Фрагмент текста:
______________________________

Семиосфера
Шрифт:
Газетное известие о стихийной катастрофе на другом конце земного шара переживается нами иначе, чем такие же сообщения, касающиеся близких нам в географическом отношении районов, и, конечно, совсем иначе, если они непосредственно касаются нас и наших близких. Дело в том, что сообщение здесь перемещается из пространства нарицательных имен в мир собственных. А эмоциональное переживание известий из этого последнего мира принципиально интимно.
Художественный текст превращает эту тенденцию в один из важнейших структурных элементов. Он в принципе заставляет нас переживать любое пространство как пространство собственных имен. Мы колеблемся между субъективным, лично знакомым нам миром и его антитезой. В художественном мире «чужое» всегда «свое», но и одновременно «свое» всегда «чужое». Поэтому поэт может, создав пронизанное личными эмоциями произведение, пережить его как катарсис чувства, освобождение от трагедии. Так, Лермонтов говорил о своем «Демоне», что «…от него отделался — стихами!»2. Однако художественное освобождение от самого себя может становиться не только концом одного, чреватого взрывом, противоречия, но и началом другого.
1 См. наст. изд., с. 37.
2 Лермонтов М. Ю. Соч. Т. 4. С. 174.
Так, например, все художественное пространство Чарли Чаплина может рассматриваться как единое произведение. Чрезвычайная индивидуальность таланта артиста и непосредственная связь каждого фильма с некоторым единым заэкранным пространством вполне оправдывает такое восприятие.

______________________________

Записи данных:
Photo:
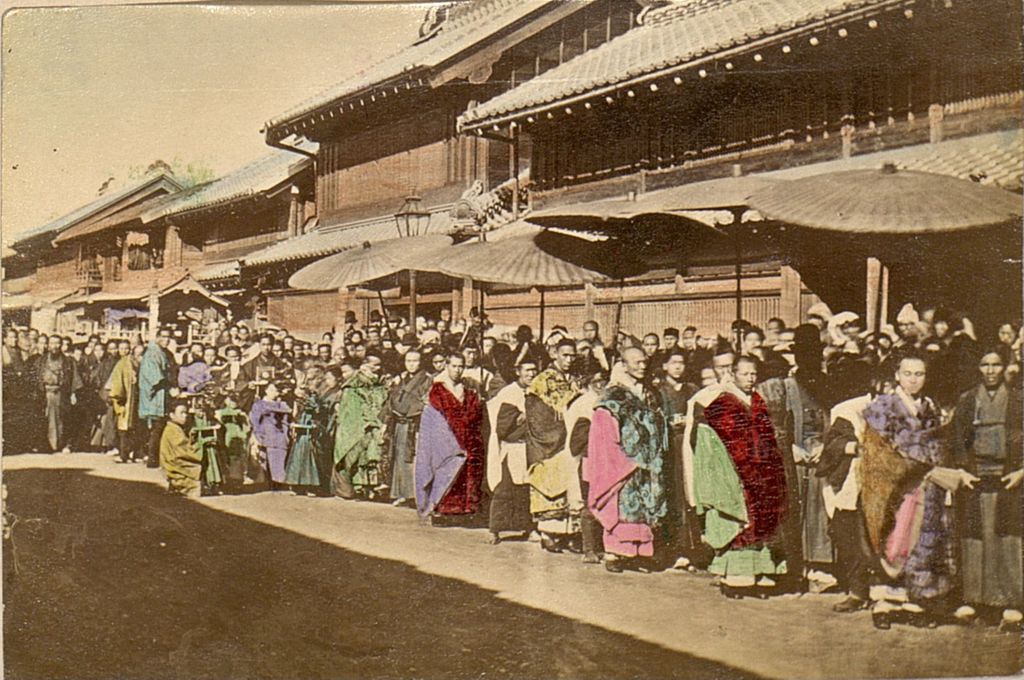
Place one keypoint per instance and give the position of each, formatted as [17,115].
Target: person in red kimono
[450,458]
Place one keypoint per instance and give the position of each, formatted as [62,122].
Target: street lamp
[412,220]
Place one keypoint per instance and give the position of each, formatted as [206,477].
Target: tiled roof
[996,158]
[76,216]
[129,214]
[332,240]
[259,175]
[473,22]
[217,270]
[673,36]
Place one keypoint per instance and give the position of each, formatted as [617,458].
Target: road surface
[116,578]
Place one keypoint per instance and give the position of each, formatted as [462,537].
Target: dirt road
[117,579]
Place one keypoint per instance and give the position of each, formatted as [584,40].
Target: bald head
[635,363]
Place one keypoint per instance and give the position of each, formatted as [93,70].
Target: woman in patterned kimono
[904,486]
[987,442]
[269,423]
[301,470]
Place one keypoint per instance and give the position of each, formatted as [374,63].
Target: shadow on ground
[119,580]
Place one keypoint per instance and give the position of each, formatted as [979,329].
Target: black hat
[807,336]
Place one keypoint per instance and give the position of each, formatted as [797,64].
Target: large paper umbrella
[539,258]
[887,201]
[370,262]
[666,207]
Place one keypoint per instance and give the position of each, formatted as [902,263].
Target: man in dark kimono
[450,457]
[57,379]
[507,456]
[799,407]
[739,483]
[628,440]
[406,405]
[258,372]
[682,532]
[987,442]
[553,476]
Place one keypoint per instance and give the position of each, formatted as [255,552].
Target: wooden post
[589,292]
[737,214]
[514,168]
[541,334]
[873,294]
[412,298]
[467,299]
[935,116]
[791,288]
[154,313]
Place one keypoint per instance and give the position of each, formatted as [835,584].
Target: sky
[91,91]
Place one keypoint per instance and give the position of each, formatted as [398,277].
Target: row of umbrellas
[887,202]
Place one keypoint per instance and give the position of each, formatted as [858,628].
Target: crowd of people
[886,464]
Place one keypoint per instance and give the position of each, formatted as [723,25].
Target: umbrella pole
[542,313]
[412,299]
[387,322]
[736,217]
[619,314]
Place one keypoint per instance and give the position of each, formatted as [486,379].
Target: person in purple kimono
[905,480]
[269,422]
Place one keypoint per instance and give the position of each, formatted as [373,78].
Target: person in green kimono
[359,435]
[301,471]
[232,443]
[178,458]
[124,398]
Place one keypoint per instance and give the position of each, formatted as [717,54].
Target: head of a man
[993,369]
[525,373]
[688,339]
[1006,334]
[753,339]
[437,363]
[744,373]
[179,414]
[265,346]
[413,359]
[563,354]
[722,365]
[650,344]
[670,339]
[371,366]
[357,352]
[910,373]
[675,364]
[635,363]
[455,366]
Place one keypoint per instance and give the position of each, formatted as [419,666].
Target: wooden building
[704,90]
[390,132]
[158,250]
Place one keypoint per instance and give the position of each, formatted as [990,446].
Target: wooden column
[467,300]
[791,288]
[877,303]
[589,308]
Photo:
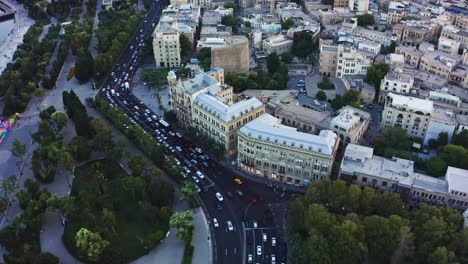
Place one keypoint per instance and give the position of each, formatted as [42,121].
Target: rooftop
[457,179]
[269,128]
[416,104]
[224,112]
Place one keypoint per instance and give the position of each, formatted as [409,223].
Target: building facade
[274,151]
[361,167]
[410,113]
[350,124]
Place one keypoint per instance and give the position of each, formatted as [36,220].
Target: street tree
[59,119]
[189,191]
[137,164]
[90,244]
[185,45]
[182,221]
[19,149]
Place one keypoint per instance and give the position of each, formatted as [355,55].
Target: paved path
[15,37]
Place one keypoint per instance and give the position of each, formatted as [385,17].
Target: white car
[219,197]
[230,226]
[259,250]
[199,174]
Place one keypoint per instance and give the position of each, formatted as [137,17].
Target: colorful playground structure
[6,125]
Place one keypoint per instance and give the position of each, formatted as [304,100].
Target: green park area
[116,218]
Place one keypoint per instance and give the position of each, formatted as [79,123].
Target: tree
[182,221]
[287,57]
[326,84]
[137,164]
[228,20]
[60,119]
[321,96]
[461,138]
[18,149]
[375,74]
[134,183]
[273,63]
[90,243]
[9,186]
[365,20]
[84,66]
[189,191]
[185,45]
[287,24]
[436,167]
[230,5]
[108,218]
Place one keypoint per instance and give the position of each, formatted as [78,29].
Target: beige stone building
[410,113]
[232,56]
[304,119]
[350,124]
[362,167]
[279,44]
[439,63]
[268,149]
[328,60]
[396,81]
[411,54]
[457,34]
[447,45]
[217,117]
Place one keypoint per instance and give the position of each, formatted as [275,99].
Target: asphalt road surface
[242,203]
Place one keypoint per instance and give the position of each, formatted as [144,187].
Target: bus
[163,122]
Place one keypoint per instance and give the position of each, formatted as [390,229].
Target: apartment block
[279,44]
[447,45]
[328,60]
[439,63]
[174,21]
[350,124]
[268,149]
[217,117]
[360,166]
[352,61]
[410,113]
[453,32]
[395,81]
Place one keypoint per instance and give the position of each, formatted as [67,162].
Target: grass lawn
[131,228]
[155,77]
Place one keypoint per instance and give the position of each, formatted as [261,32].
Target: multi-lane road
[244,202]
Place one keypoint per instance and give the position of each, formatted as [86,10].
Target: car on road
[259,250]
[199,174]
[230,226]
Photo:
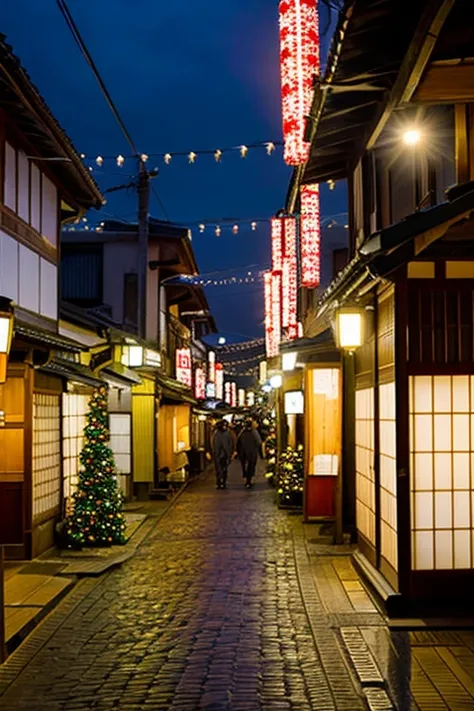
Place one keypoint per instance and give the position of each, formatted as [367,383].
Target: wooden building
[100,273]
[394,118]
[43,183]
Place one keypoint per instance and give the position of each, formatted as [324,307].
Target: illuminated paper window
[442,471]
[322,408]
[46,455]
[365,476]
[388,474]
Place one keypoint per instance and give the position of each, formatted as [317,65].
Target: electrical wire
[87,56]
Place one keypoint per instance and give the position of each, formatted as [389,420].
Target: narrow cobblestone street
[207,615]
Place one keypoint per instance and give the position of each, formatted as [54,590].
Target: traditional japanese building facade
[100,274]
[43,184]
[401,132]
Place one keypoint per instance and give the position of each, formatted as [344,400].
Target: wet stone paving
[228,606]
[207,615]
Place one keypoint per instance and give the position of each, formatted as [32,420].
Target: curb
[42,619]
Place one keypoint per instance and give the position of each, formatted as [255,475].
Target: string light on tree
[96,518]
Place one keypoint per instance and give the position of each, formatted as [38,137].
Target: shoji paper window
[388,474]
[46,455]
[365,479]
[74,420]
[442,471]
[120,442]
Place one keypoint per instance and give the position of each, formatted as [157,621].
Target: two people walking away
[249,447]
[223,450]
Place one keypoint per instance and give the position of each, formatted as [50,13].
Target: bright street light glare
[411,137]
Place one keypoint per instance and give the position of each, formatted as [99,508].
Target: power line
[86,54]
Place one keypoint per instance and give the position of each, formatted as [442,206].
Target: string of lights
[191,155]
[223,224]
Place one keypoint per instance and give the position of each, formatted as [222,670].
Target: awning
[47,338]
[118,374]
[313,350]
[72,371]
[173,391]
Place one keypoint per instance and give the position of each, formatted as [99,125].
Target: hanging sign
[184,372]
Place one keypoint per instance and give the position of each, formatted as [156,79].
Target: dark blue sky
[185,76]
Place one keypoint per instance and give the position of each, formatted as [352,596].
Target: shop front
[311,402]
[32,440]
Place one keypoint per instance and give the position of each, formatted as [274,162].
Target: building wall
[120,258]
[28,279]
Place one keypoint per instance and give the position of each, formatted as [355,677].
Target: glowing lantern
[219,381]
[289,276]
[310,236]
[299,63]
[200,384]
[277,244]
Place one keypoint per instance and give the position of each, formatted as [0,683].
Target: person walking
[223,450]
[249,447]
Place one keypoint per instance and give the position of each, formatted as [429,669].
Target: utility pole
[143,228]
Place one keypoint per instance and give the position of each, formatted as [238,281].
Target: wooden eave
[25,107]
[376,62]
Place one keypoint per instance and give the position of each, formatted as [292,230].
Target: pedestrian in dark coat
[248,448]
[223,450]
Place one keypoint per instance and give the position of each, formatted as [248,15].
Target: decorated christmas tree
[96,518]
[291,477]
[271,456]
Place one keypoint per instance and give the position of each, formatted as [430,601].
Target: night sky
[184,76]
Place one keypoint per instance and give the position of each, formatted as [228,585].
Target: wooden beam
[461,136]
[414,64]
[447,84]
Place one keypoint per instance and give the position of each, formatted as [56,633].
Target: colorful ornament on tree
[96,519]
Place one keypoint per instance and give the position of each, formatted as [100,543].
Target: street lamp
[276,381]
[349,326]
[6,334]
[289,361]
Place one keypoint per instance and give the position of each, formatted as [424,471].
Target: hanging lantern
[310,236]
[289,276]
[299,64]
[276,232]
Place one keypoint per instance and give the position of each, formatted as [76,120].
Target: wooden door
[15,464]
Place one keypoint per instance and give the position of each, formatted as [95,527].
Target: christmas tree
[96,519]
[291,477]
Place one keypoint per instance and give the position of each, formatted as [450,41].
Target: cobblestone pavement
[208,615]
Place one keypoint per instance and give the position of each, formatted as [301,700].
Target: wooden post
[3,647]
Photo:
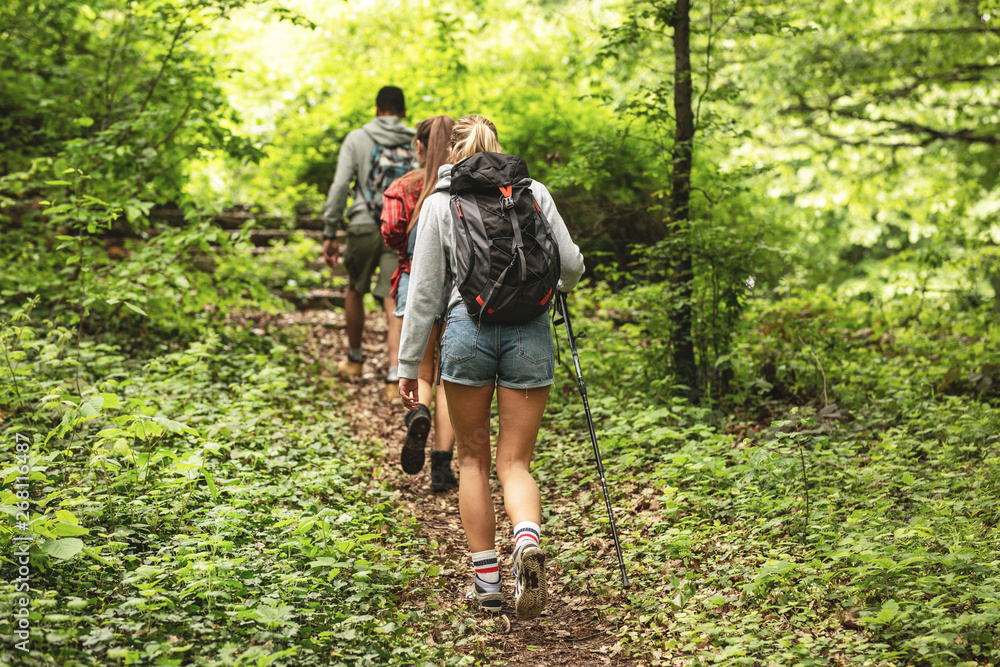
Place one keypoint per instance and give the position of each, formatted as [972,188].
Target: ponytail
[435,134]
[473,134]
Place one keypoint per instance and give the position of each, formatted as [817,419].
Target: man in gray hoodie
[365,249]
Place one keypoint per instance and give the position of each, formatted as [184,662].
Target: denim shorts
[401,289]
[516,356]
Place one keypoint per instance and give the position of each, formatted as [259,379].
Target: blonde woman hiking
[401,207]
[513,360]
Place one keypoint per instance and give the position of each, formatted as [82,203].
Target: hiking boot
[418,426]
[530,591]
[392,393]
[488,601]
[442,479]
[347,368]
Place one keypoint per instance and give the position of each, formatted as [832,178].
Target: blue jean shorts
[516,356]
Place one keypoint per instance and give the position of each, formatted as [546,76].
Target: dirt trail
[570,631]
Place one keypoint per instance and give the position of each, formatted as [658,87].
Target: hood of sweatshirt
[389,131]
[444,178]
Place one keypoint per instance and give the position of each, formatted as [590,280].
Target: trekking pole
[564,311]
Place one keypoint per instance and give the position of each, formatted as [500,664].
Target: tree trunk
[680,200]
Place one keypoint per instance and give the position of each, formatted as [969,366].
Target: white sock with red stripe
[487,570]
[526,533]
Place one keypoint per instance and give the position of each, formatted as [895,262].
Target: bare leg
[471,419]
[354,313]
[520,418]
[425,372]
[444,434]
[395,328]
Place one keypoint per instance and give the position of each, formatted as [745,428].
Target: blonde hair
[473,134]
[434,133]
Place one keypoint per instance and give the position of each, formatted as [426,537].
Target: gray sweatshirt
[352,170]
[435,241]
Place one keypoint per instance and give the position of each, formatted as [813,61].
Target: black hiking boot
[418,426]
[442,479]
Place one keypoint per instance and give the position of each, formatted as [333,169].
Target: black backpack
[386,165]
[508,261]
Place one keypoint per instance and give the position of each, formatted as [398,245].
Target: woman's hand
[408,392]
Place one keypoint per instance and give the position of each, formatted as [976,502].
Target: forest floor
[570,631]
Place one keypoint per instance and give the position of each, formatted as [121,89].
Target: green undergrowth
[205,504]
[842,508]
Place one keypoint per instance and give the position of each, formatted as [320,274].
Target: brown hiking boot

______________________________

Задания:
1) Каким образом, согласно фрагменту о семиосфере, может рассматриваться все художественное пространство Чарли Чаплина?
2) Воспроизведите дословно отрывок из фрагмента о семиосфере от слов «2 Лермонтов М.» до слов «оправдывает такое восприятие.».

Ответы:
1) Как единое произведение.

2)
2 Лермонтов М. Ю. Соч. Т. 4. С. 174.
Так, например, все художественное пространство Чарли Чаплина может рассматриваться как единое произведение. Чрезвычайная индивидуальность таланта артиста и непосредственная связь каждого фильма с некоторым единым заэкранным пространством вполне оправдывает такое восприятие.